## Your assignment
Filter the listing so that only lines with the word "pixel" remain.

## Records
========================================================================

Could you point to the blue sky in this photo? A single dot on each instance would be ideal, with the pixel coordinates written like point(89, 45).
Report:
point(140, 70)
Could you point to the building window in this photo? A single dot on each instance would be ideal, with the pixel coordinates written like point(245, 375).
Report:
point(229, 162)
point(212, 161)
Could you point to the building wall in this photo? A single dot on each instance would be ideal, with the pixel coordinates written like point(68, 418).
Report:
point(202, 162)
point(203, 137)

========================================================================

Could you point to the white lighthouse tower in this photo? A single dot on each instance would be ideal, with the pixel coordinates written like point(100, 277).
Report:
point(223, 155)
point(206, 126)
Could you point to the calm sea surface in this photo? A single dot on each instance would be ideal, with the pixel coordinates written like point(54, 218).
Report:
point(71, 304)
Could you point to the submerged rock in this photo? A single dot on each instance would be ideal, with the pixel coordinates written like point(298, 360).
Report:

========================================================================

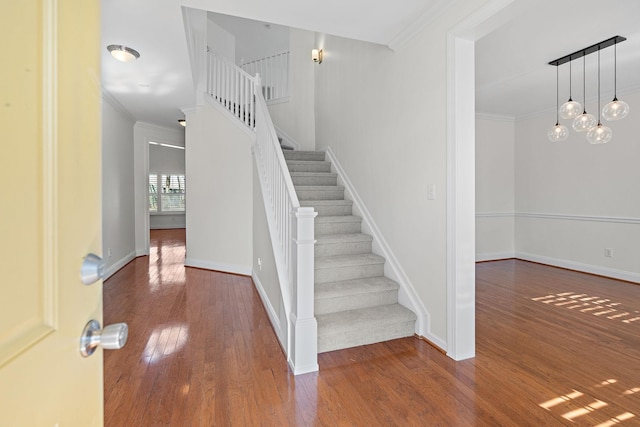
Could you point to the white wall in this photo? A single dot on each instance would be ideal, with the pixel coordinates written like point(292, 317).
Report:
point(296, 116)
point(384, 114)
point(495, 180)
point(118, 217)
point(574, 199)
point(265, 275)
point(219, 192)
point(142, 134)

========================================================================

## Solution to this problem
Could you point to the blue sky in this photo? A single dot on each instance would be ideal, with the pixel coordinates written like point(89, 45).
Could you point to the building window in this photo? A single dot on each instance would be ideal, with the pixel coordinates written like point(245, 375).
Could you point to the building wall in this photo? A single dot on each instance would be ideal, with the pixel coordinates written like point(68, 418).
Could you point to the white lighthouse tower in this photo? A single dot on each instance would be ideal, with the pixel coordinates written like point(100, 277).
Could you point to the calm sea surface in this photo? A single dot on each instance would be ideal, with the pixel coordinates written like point(54, 218).
Could you point to the submerged rock in this photo? A single dot on each instance would be ideal, with the pixel coordinates written like point(298, 360).
Could you point to the white wall in this photo? A single dot on each instance would be ideal, with the pixel coordinates written like point(292, 317).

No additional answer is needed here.